Testo dell'esercizio:
Abituato a prendere in giro chi per darsi un tono parla di “step per realizzare la mission”, disquisisce di “mànagement” alla vaccinara, anche il più oltranzista difensore dell’italiano leggerà questo saggio con sollievo (Edoardo Vallauri, Le guerre per la lingua, Einaudi, dal 16 in libreria). Professore di linguistica a Roma Tre, l’autore, oltre ad studiare i meccanismi che permettono a una lingua di funzionare (grammatica, morfologia, sintassi, fonetica, vincoli di economia del locutore, cioè fare il minimo sforzo per la massima chiarezza) è un osservatore dei costumi, dotato di ironia. 


I FILTRI


Per cominciare, dedica il libro “A Deb, mia sostegna”, lasciando intuire da che parte sta. Subito dopo avverte: le guerre per il controllo della lingua ci sono sempre state, perché sin dai tempi dell’assolutismo e del totalitarismo le parole e il loro significato influiscono sui modi di pensare.

[Dati memorizzati]
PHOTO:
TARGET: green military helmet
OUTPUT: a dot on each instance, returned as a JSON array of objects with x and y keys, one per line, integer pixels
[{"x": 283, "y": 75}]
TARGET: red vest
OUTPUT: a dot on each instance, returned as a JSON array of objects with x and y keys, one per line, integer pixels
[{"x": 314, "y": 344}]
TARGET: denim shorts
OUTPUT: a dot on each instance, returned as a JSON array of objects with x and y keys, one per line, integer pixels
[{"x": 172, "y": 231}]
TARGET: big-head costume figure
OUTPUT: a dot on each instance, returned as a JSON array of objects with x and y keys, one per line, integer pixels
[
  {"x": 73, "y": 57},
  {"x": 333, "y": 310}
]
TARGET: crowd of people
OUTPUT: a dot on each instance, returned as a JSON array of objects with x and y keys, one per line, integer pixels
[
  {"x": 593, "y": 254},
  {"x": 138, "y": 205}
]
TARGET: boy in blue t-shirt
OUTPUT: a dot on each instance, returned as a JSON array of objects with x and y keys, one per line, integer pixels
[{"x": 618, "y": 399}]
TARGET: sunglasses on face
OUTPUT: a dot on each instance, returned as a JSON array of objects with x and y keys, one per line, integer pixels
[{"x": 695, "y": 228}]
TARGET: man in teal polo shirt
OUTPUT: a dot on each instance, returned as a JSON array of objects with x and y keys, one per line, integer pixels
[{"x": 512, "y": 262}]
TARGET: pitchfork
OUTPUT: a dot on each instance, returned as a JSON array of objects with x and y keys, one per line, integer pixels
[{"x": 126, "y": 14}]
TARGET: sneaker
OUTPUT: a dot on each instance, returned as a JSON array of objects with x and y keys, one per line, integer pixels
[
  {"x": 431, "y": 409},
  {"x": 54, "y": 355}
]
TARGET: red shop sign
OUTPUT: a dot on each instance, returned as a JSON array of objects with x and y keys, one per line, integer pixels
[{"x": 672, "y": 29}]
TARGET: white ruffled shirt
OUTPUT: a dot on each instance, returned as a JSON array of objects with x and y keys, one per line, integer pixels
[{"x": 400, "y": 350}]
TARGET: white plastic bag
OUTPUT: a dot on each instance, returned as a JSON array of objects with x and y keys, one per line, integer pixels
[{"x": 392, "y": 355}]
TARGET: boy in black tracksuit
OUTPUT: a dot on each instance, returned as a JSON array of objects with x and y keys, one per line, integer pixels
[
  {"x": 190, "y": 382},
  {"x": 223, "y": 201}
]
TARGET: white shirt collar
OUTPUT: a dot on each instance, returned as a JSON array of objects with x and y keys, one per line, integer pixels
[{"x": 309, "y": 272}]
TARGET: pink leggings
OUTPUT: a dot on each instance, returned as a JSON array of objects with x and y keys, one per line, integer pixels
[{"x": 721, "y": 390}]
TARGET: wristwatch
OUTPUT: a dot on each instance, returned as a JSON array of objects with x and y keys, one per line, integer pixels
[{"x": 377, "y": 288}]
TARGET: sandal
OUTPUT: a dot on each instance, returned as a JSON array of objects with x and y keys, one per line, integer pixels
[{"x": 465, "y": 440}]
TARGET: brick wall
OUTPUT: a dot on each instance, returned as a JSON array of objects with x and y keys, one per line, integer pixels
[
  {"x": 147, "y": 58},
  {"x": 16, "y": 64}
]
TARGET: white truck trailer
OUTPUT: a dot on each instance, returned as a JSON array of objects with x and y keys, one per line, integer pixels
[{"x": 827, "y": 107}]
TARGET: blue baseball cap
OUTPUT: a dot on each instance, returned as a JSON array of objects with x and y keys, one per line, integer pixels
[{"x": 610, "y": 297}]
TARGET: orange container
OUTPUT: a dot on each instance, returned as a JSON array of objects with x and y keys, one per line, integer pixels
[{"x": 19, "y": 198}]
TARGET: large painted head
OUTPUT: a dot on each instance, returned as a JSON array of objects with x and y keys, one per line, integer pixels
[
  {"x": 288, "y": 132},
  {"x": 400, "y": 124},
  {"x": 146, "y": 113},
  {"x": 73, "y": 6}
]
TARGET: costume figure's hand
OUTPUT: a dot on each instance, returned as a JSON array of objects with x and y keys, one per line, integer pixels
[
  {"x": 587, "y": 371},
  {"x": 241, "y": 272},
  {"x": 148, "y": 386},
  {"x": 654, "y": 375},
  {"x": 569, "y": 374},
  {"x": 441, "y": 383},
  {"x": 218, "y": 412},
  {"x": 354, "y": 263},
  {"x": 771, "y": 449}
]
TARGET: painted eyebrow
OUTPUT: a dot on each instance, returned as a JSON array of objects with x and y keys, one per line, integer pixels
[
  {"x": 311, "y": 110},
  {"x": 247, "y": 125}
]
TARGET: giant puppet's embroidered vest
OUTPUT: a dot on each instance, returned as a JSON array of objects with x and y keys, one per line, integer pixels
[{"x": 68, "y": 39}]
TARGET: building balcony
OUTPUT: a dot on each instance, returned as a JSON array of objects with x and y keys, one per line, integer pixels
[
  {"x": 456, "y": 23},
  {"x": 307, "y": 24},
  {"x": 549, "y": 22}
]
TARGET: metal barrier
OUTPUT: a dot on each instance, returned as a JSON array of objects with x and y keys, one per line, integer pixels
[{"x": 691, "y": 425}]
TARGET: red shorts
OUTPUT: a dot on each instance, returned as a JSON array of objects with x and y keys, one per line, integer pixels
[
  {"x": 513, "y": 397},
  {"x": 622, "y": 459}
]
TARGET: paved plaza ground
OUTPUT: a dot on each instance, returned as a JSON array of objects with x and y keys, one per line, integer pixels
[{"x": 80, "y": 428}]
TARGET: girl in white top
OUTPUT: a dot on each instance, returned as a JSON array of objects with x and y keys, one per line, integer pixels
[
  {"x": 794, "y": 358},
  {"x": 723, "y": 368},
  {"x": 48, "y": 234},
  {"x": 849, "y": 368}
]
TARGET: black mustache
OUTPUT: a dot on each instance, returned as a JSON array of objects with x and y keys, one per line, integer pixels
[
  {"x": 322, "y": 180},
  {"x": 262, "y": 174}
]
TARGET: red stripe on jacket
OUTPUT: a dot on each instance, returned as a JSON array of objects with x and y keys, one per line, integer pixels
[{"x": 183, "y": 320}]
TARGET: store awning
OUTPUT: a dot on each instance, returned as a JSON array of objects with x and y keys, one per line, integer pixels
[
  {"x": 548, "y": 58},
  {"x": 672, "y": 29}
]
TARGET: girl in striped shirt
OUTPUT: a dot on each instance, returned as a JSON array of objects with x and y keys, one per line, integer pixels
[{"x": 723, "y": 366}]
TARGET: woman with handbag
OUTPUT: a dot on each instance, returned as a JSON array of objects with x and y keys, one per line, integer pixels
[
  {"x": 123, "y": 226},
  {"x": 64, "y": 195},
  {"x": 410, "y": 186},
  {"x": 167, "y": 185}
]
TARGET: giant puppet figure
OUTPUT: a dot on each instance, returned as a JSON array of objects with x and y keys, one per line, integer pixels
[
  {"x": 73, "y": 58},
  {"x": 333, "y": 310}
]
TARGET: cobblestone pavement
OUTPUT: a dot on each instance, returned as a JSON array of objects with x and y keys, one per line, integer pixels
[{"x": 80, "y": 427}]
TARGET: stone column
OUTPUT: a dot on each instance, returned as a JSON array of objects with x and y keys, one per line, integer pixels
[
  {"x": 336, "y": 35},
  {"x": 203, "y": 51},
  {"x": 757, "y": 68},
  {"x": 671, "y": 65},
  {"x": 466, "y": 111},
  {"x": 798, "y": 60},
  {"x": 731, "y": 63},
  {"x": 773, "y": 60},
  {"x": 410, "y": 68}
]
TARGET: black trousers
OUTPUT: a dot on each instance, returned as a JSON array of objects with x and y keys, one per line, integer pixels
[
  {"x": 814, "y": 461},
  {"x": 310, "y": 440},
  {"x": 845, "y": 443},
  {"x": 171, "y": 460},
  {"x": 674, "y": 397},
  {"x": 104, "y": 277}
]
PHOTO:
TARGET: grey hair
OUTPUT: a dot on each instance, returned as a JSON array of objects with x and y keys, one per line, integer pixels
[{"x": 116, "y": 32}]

Consegna:
Ricopia parola per parola l'intero testo sul saggio dedicato alle guerre per la lingua. Le righe riportate sopra non hanno alcun legame con il testo.

Risposta:
Abituato a prendere in giro chi per darsi un tono parla di “step per realizzare la mission”, disquisisce di “mànagement” alla vaccinara, anche il più oltranzista difensore dell’italiano leggerà questo saggio con sollievo (Edoardo Vallauri, Le guerre per la lingua, Einaudi, dal 16 in libreria). Professore di linguistica a Roma Tre, l’autore, oltre ad studiare i meccanismi che permettono a una lingua di funzionare (grammatica, morfologia, sintassi, fonetica, vincoli di economia del locutore, cioè fare il minimo sforzo per la massima chiarezza) è un osservatore dei costumi, dotato di ironia. 


I FILTRI


Per cominciare, dedica il libro “A Deb, mia sostegna”, lasciando intuire da che parte sta. Subito dopo avverte: le guerre per il controllo della lingua ci sono sempre state, perché sin dai tempi dell’assolutismo e del totalitarismo le parole e il loro significato influiscono sui modi di pensare.